** Provided data **

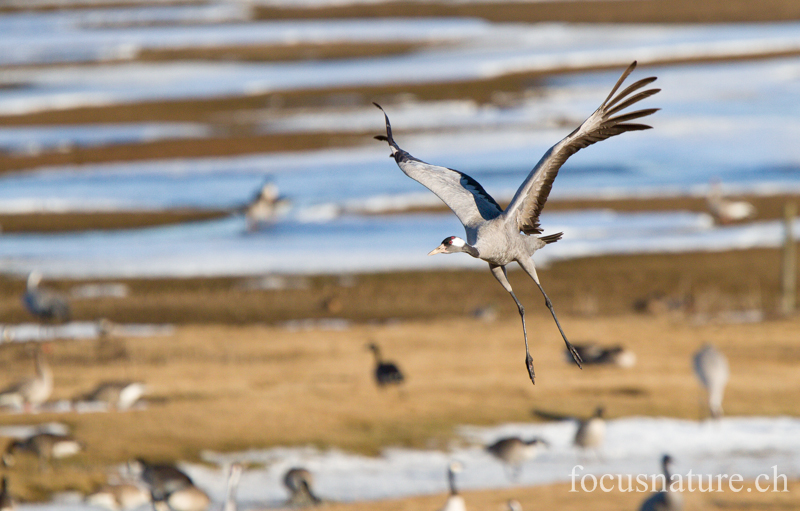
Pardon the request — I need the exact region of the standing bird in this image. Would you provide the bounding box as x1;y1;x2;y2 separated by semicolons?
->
222;463;243;511
0;349;53;411
574;406;606;454
82;381;147;410
2;432;83;470
375;62;659;384
568;343;636;368
22;271;70;323
439;462;466;511
533;406;605;455
163;485;210;511
244;182;291;232
639;454;682;511
366;343;404;388
283;467;321;507
130;458;211;511
706;180;756;225
486;436;547;480
693;344;729;419
0;477;15;511
86;482;150;511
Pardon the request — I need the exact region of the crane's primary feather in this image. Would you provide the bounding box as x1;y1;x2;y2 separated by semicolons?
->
503;61;660;235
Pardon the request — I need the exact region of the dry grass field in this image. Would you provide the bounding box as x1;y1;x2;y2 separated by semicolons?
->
1;290;799;503
0;244;793;325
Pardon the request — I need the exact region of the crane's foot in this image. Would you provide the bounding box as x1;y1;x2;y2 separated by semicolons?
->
526;352;536;385
565;340;583;369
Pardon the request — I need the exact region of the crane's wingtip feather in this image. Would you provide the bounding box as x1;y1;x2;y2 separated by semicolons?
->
374;135;388;142
372;102;383;110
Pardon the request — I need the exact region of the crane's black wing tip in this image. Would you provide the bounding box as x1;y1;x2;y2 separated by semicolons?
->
373;103;398;149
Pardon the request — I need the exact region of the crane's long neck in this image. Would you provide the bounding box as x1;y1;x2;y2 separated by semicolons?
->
223;466;241;511
300;480;321;504
27;273;40;291
448;468;458;496
460;243;479;258
370;346;382;364
662;460;672;490
35;352;51;382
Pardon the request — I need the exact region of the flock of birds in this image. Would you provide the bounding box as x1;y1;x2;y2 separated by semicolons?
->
0;60;744;511
0;314;729;511
361;339;729;511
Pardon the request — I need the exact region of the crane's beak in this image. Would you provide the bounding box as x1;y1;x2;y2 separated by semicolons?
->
427;243;447;256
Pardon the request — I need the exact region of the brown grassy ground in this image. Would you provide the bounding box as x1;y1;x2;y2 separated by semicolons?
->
8;0;800;22
137;41;433;64
1;310;799;501
0;244;792;324
254;0;800;23
0;210;231;233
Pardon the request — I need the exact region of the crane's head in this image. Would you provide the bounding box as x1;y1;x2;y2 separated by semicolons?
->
427;236;466;255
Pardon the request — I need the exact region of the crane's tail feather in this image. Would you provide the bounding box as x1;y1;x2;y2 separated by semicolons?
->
539;232;563;244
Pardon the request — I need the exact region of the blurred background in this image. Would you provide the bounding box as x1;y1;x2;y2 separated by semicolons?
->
0;0;800;510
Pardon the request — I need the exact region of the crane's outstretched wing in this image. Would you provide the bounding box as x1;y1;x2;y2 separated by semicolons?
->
373;103;503;230
503;61;660;235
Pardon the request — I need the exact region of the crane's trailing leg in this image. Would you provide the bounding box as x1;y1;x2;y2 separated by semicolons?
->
517;258;582;369
490;265;536;384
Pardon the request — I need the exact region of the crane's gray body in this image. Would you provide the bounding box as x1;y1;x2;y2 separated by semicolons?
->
391;151;549;267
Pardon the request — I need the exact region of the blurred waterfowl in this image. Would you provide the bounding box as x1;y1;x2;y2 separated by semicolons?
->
130;458;191;499
162;485;210;511
366;343;404;387
693;344;729;419
568;343;636;368
22;271;70;323
131;459;209;511
2;432;83;470
283;467;321;507
486;436;547;480
506;500;521;511
86;482;150;511
0;477;15;511
222;463;242;511
707;180;756;224
439;462;465;511
375;61;659;384
82;381;147;410
533;406;606;454
639;454;682;511
244;182;291;231
574;406;606;453
0;349;53;410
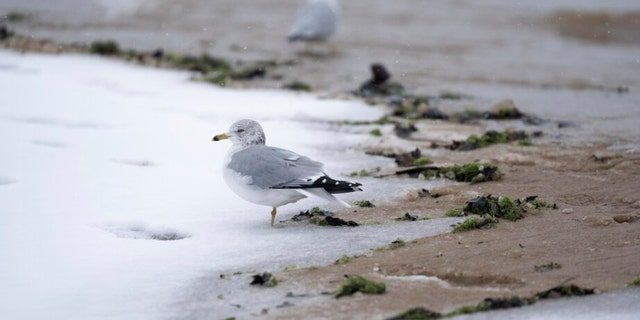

** Problem description **
Only the lines containing "feather" are needed; pull them out of the listing.

** Exercise solution **
Pardon the request — I need the exact region of the crane's primary feather in this image. Would you provide the bounding box as x1;y1;x2;y2 separated by semicolons?
Pardon the request — I need the exact region of the crane's wingtip feather in this image. Would you provide the bounding box as x1;y1;x2;y2 separated by semicolons?
Pardon the request — I need the exact region of the crane's tail feather in this image. Would you provide the bounding box as x1;y1;x2;y2 separated by semicolons?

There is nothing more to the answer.